_Goal of the exercise_. Reproduce every item below word for word.

_Data section_.

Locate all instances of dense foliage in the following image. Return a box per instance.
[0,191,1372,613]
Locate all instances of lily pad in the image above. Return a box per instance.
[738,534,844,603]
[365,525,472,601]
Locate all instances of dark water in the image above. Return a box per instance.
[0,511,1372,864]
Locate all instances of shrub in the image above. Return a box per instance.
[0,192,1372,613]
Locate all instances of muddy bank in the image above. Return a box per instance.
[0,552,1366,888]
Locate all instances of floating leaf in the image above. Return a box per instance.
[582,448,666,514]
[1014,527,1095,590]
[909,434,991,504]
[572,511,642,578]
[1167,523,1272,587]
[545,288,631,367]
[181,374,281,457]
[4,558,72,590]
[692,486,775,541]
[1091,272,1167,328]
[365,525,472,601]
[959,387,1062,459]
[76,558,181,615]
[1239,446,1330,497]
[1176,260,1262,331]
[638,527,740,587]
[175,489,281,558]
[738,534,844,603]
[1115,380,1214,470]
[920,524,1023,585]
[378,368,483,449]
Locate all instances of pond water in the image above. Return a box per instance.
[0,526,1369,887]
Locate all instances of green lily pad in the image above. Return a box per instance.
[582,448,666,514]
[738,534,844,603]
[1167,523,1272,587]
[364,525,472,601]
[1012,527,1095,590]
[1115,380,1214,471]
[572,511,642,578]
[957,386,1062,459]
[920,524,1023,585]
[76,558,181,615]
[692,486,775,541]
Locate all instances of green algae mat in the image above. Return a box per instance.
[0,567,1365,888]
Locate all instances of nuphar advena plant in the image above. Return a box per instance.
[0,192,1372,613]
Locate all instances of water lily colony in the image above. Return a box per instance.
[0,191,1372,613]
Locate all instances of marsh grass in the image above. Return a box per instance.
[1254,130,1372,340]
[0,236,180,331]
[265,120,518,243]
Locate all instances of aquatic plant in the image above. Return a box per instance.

_Task solution_.
Locate all instances of dense foliage in the following image. Return a box per instance.
[0,191,1372,613]
Locate all instances of lily pad in the image above. Return a box per instance.
[738,534,844,603]
[365,525,472,601]
Locate all instances of dark water in the image above. Return a box per instance.
[0,511,1372,864]
Locate all instances of shrub in the image above. Return a box per instance.
[0,192,1372,613]
Locate all instances of muddy bank in the image above. Return a box per instance.
[0,552,1366,888]
Locate all instances of floating leaf in the image above. Return a box per instance.
[582,448,666,514]
[1014,527,1095,590]
[909,434,991,504]
[572,511,642,578]
[1167,523,1272,587]
[545,288,631,367]
[181,374,281,457]
[4,558,72,590]
[692,486,775,541]
[1091,272,1167,328]
[365,525,472,601]
[959,387,1062,459]
[76,558,181,615]
[1239,446,1330,497]
[1176,260,1262,331]
[638,527,740,587]
[175,489,281,558]
[738,534,844,603]
[1115,380,1214,470]
[920,524,1023,585]
[378,368,483,449]
Locate all instances of pond water in the image above. Return a box per instance.
[0,526,1369,887]
Locate all instances of green lily pad in the image above. Return a box per instance.
[582,448,666,514]
[738,534,844,603]
[1167,523,1272,587]
[364,525,472,601]
[1012,527,1095,590]
[1115,380,1214,471]
[572,511,642,578]
[957,386,1062,459]
[920,524,1023,585]
[76,558,181,615]
[692,486,775,541]
Locate all instances of green algae mat in the image above. Return a box per instance.
[0,567,1365,888]
Locate all instances of nuphar advena plant in the image above. Return a box per instance.
[0,192,1372,613]
Locate all instances of water lily colony in the image above. Return a box per instance.
[0,191,1372,613]
Locate all instances of marsh grass in the image above. Return a box per instance.
[1254,130,1372,340]
[0,236,180,331]
[265,120,518,243]
Locate all instances of aquatic plant in the image above. Return a box per instance.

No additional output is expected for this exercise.